• **PROMPT**: Every single entry that follows must be copied exactly.

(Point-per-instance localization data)
********************

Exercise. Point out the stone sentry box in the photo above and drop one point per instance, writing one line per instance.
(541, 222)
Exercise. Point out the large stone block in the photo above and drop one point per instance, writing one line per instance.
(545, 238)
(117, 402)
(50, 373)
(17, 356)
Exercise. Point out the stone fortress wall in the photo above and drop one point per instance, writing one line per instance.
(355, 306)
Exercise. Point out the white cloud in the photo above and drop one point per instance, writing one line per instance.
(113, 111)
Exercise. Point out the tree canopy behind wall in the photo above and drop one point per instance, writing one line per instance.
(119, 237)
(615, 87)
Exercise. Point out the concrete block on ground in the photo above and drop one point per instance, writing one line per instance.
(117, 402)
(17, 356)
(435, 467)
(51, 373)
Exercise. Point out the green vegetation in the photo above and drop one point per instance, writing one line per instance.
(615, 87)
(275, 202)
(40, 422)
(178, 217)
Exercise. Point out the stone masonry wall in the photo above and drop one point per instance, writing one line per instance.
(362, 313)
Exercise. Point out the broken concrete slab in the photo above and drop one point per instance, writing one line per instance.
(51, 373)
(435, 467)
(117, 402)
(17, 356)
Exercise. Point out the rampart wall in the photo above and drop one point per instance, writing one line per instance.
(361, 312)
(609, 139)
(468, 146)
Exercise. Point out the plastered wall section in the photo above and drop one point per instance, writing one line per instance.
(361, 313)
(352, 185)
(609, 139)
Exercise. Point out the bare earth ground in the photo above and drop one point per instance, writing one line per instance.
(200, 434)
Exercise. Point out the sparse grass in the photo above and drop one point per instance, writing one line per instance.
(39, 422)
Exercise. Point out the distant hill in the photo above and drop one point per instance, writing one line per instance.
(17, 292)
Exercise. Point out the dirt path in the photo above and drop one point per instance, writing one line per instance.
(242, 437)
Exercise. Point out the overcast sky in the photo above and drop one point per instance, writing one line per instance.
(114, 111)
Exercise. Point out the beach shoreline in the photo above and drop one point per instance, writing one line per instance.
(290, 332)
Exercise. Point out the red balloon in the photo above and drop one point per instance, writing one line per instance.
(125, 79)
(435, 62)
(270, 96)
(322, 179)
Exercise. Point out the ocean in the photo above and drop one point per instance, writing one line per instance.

********************

• **EXPECTED ANSWER**:
Exercise. Point out the stone sentry box in the photo above and drop one point per instance, writing one line per instance.
(541, 222)
Exercise. Point out the large stone block in the photo above and drop one point per instance, writing one line per instance.
(545, 238)
(117, 402)
(50, 373)
(17, 356)
Exercise. Point out the stone fortress wall in the photo above and drop one point per instance, writing one line per instance.
(355, 306)
Exercise. Point out the white cloud in the photo above and drop one point per instance, writing one line per instance.
(113, 111)
Exercise. Point out the tree canopy behind wall in the photo above and drop one point per instance, writing one line per instance.
(119, 237)
(615, 87)
Exercise. Point out the concrete block on ground in the photo above and drop one point per instance, writing one line per instance.
(117, 402)
(17, 356)
(435, 467)
(51, 373)
Exercise. Point out the green vegetation in the photo above and drop one point per instance, writing one line per instance.
(615, 87)
(275, 202)
(40, 422)
(178, 217)
Exercise. Point out the stone masonry wall in the photo above and drop one point per instance, writing one line per instance.
(362, 313)
Exercise. Point out the broken concrete slab in the photo above and drop one point per instance, writing one line per instance.
(51, 373)
(435, 467)
(117, 402)
(17, 356)
Exercise. Point out the rampart wall in the photo above and drop one point per instance, writing one line per instance.
(361, 312)
(609, 139)
(468, 146)
Exercise. Point out the plastered wall section in the photo above and drop one point per instance, writing one line per instance.
(361, 313)
(352, 185)
(609, 139)
Exercise. Point out the bare earth ground in the photo above and drop one point per instance, writing one line per instance.
(200, 434)
Exercise. Point out the sparse grass in the photo above and drop one point per instance, writing one line per instance.
(39, 422)
Exercise. Point out the distant hill in the photo above and drop one point per instance, writing one line per instance.
(17, 292)
Exercise. Point out the dirt path in the photo above and drop one point per instance, writing one line per instance.
(242, 437)
Exercise. Point out the overcast sky in the photo above and drop one point per instance, writing one line per instance.
(114, 111)
Exercise. Point out the beach shoreline in the photo above and drop one point per instance, writing one line per instance.
(290, 332)
Exercise. Point out the red balloon in the photo above and drop one point per instance, writing one line per instance.
(125, 79)
(435, 62)
(270, 96)
(322, 179)
Exercise. Point out the ocean in the photo above and drop one point per instance, writing one line per instance.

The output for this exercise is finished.